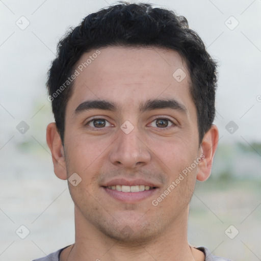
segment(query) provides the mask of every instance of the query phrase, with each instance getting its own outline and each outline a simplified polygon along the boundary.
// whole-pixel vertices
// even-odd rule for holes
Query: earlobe
[[[198,168],[197,179],[203,181],[206,180],[211,173],[212,163],[218,143],[218,130],[215,125],[212,125],[203,138],[200,146],[203,159]]]
[[[64,148],[55,122],[49,123],[47,127],[46,141],[51,151],[55,174],[61,179],[67,179]]]

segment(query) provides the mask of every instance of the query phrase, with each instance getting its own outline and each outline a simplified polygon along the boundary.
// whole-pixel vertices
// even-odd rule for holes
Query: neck
[[[188,243],[187,220],[189,208],[173,221],[165,231],[146,242],[122,242],[105,235],[83,218],[75,208],[75,243],[69,255],[68,261],[87,260],[107,261],[144,261],[171,260],[183,261],[198,260],[194,258]],[[201,256],[202,257],[202,256]],[[62,259],[67,260],[66,259]],[[199,260],[201,260],[199,259]]]

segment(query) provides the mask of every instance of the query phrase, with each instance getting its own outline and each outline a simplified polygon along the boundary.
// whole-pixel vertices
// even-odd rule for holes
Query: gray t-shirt
[[[59,257],[62,251],[68,246],[59,249],[58,251],[52,253],[49,255],[47,255],[44,257],[41,258],[36,259],[33,261],[59,261]],[[217,256],[216,255],[212,255],[210,250],[204,247],[196,247],[197,249],[201,251],[205,254],[205,261],[231,261],[230,259],[221,257],[220,256]]]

• • • • •

§ Given problem
Present the items above as a Markdown table with two columns, Row for a running number and Line for each line of text. Omit blank lines and the pictures.

§ Result for this exercise
| Row | Line |
|---|---|
| 1 | segment(query) provides the mask of every instance of the query phrase, with each instance getting its own outline and each outline a simplified polygon along the boundary. |
| 2 | // whole-pixel vertices |
| 3 | // even-odd rule for holes |
| 4 | Query: earlobe |
| 5 | [[[198,168],[197,179],[203,181],[206,180],[211,173],[212,163],[218,143],[218,130],[215,125],[212,125],[203,138],[200,146],[203,159]]] |
| 6 | [[[64,148],[55,122],[49,123],[47,127],[46,141],[51,151],[55,174],[61,179],[67,179]]] |
| 7 | segment(query) provides the mask of every instance of the query phrase, with each instance getting its own outline and each outline a simplified polygon along the boundary. |
| 8 | // whole-pixel vertices |
| 9 | // even-odd rule for holes |
| 10 | Query: neck |
| 11 | [[[188,243],[187,220],[189,208],[173,221],[165,231],[146,242],[122,242],[105,235],[83,218],[75,208],[75,243],[69,255],[68,261],[87,260],[107,261],[144,261],[171,260],[183,261],[198,260],[194,258]],[[201,256],[202,257],[202,256]],[[62,259],[67,260],[66,259]],[[199,260],[201,260],[199,259]]] |
| 12 | segment(query) provides the mask of every instance of the query phrase, with each instance getting its own outline and each outline a simplified polygon along the boundary. |
| 13 | // whole-pixel vertices |
| 14 | // even-odd rule for holes |
| 15 | Query: gray t-shirt |
| 16 | [[[59,257],[62,251],[68,246],[59,249],[58,251],[52,253],[49,255],[47,255],[44,257],[41,258],[36,259],[33,261],[59,261]],[[217,256],[216,255],[212,255],[210,250],[204,247],[196,247],[197,249],[201,251],[205,254],[205,261],[231,261],[230,259],[221,257],[220,256]]] |